*Reading text:*
- - - - -

Beautiful Bali

I think it was the excitement of finally seeing the Americas Cup in person, I guess I just got a bit carried away… but when the auctioneer slammed down the hammer and said ‘SOLD!’ it looked like we were off to Bali!

We were at a fundraising event for the Pleasant Point Yacht Club. Their club had been badly damaged in the 2010 Earthquakes and eight years on, they are now finally in a position to try and rebuild some clubrooms. Emirates Team New Zealand had recently won the America’s Cup and were doing a tour around the country. One of the auction items was a week in a luxury villa in Bali. A quick check with Vic, Johnny, Craig & Nic seated next to me and a text to Andrew, James & Elisa confirmed they were keen too, and after an adrenaline fuelled bidding session it was ours!

There was a slight panic about the whole trip when a couple of weeks before our departure, the volcano, Mt Agung belched a huge cloud of ash in to the atmosphere, cancelling flights and stranding travellers.

- - - - -

*Collected material:*
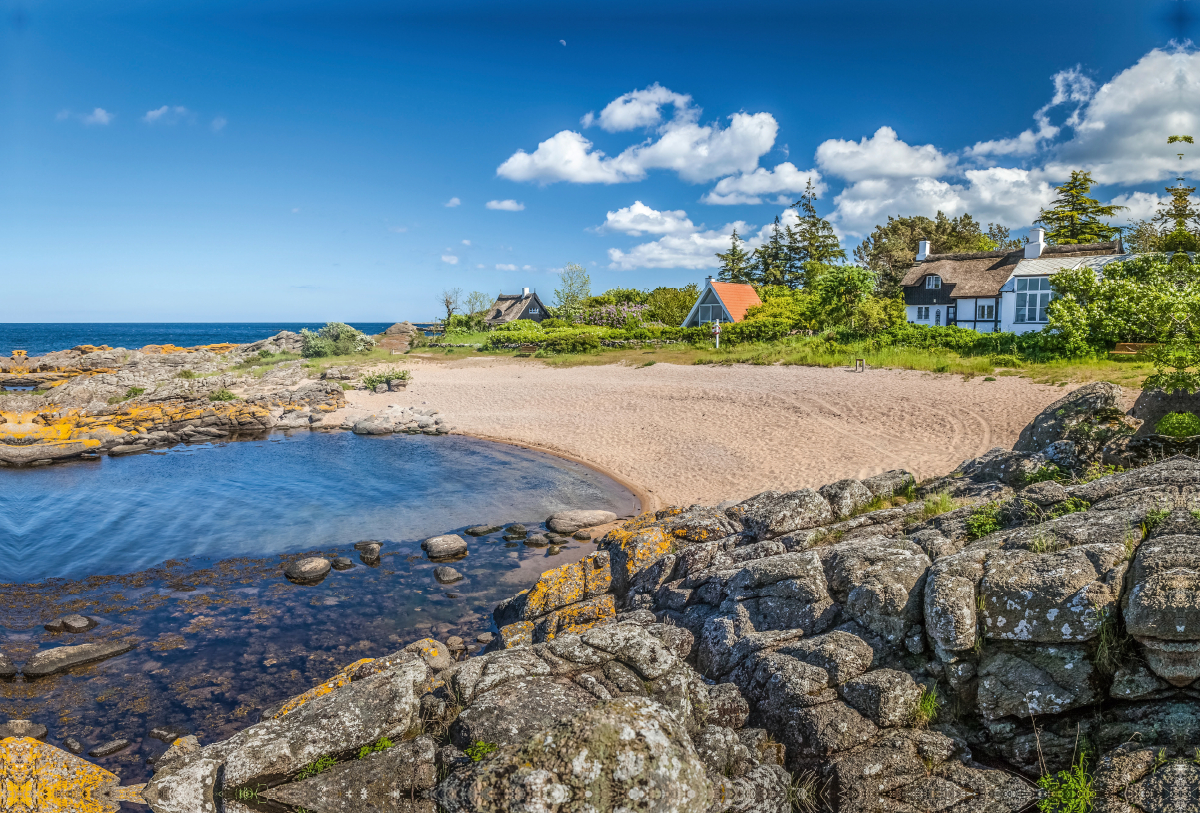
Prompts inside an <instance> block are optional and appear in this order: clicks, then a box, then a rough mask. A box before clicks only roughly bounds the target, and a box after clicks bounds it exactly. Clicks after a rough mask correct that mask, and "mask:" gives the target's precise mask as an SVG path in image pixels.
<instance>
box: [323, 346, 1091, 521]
mask: <svg viewBox="0 0 1200 813" xmlns="http://www.w3.org/2000/svg"><path fill="white" fill-rule="evenodd" d="M403 363H404V366H406V367H407V368H409V369H410V371H412V372H413V383H412V384H410V385H409V387H408V390H407V391H406V392H402V393H388V395H373V393H367V392H361V391H350V392H347V393H346V395H347V401H348V402H349V404H350V408H349V409H348V410H344V411H341V412H338V414H336V415H332V416H330V420H329V422H341V420H342V417H343V416H344V415H346V414H347V412H352V414H364V415H366V414H370V412H372V411H377V410H382V409H383V408H384V406H385V405H388V404H390V403H396V404H403V405H416V406H420V405H427V406H434V408H437V409H439V410H442V412H443V415H444V416H445V418H446V420H448V422H449V423H450V424H451V426H454V427H456V429H457V430H458V432H461V433H466V434H472V435H479V436H484V438H492V439H502V440H506V441H512V442H518V444H523V445H530V446H535V447H539V448H544V450H546V451H551V452H556V453H560V454H564V456H569V457H571V458H574V459H578V460H582V462H584V463H588V464H590V465H594V466H595V468H598V469H600V470H602V471H605V472H608V474H611V475H613V476H616V477H617V478H618V480H620V481H622V482H624V483H625V484H628V486H631V487H632V488H634V490H635V493H638V494H640V496H643V504H644V501H646V500H644V498H646V496H648V498H649V499H650V500H652V502H656V504H658V506H656V507H661V506H662V505H691V504H694V502H706V504H714V502H719V501H721V500H728V499H743V498H746V496H751V495H754V494H757V493H760V492H763V490H767V489H775V490H791V489H796V488H803V487H816V486H821V484H823V483H828V482H833V481H835V480H840V478H842V477H866V476H870V475H874V474H878V472H881V471H887V470H889V469H907V470H908V471H912V472H913V474H914V475H917V477H918V478H924V477H931V476H936V475H943V474H947V472H949V471H952V470H953V469H954V468H955V466H956V465H958V464H959V463H961V462H962V460H965V459H970V458H972V457H976V456H978V454H980V453H983V452H985V451H986V450H989V448H991V447H994V446H1003V447H1006V448H1008V447H1012V445H1013V444H1014V442H1015V441H1016V436H1018V434H1020V430H1021V429H1022V428H1024V427H1025V424H1026V423H1028V422H1030V421H1031V420H1032V418H1033V417H1034V416H1036V415H1037V414H1038V412H1039V411H1042V410H1043V409H1044V408H1045V406H1048V405H1049V404H1050V403H1052V402H1055V401H1057V399H1058V398H1061V397H1062V396H1063V395H1066V392H1067V391H1068V389H1069V387H1058V386H1048V385H1040V384H1033V383H1031V381H1028V380H1026V379H1021V378H1016V377H1004V378H1000V379H997V380H995V381H984V380H983V379H982V378H976V379H971V380H964V379H962V378H960V377H958V375H948V374H934V373H918V372H910V371H893V369H871V371H868V372H866V373H853V372H851V371H850V369H846V368H838V369H826V368H820V367H755V366H749V365H737V366H728V367H713V366H689V367H680V366H676V365H666V363H658V365H654V366H652V367H632V366H626V365H608V366H602V367H572V368H553V367H545V366H542V365H541V363H538V362H535V361H512V360H506V359H497V360H491V359H481V357H475V359H468V360H461V361H454V362H449V363H440V362H433V361H424V362H422V361H420V360H416V359H413V357H412V356H409V357H407V359H404V362H403Z"/></svg>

- - - - -

*Exercise objective:*
Do these statements agree with the Bali text? For each, answer yes or no and quote the words from the text that decide it.
1. The Pleasant Point Yacht Club was badly damaged in the 2010 Earthquakes.
2. The auction item was a week in a luxury villa in Bali.
3. Mt Agung sent ash into the atmosphere on the day of departure.

*Exercise response:*
1. Yes: "Their club had been badly damaged in the 2010 Earthquakes"
2. Yes: "One of the auction items was a week in a luxury villa in Bali."
3. No: "a couple of weeks before our departure, the volcano, Mt Agung belched a huge cloud of ash in to the atmosphere"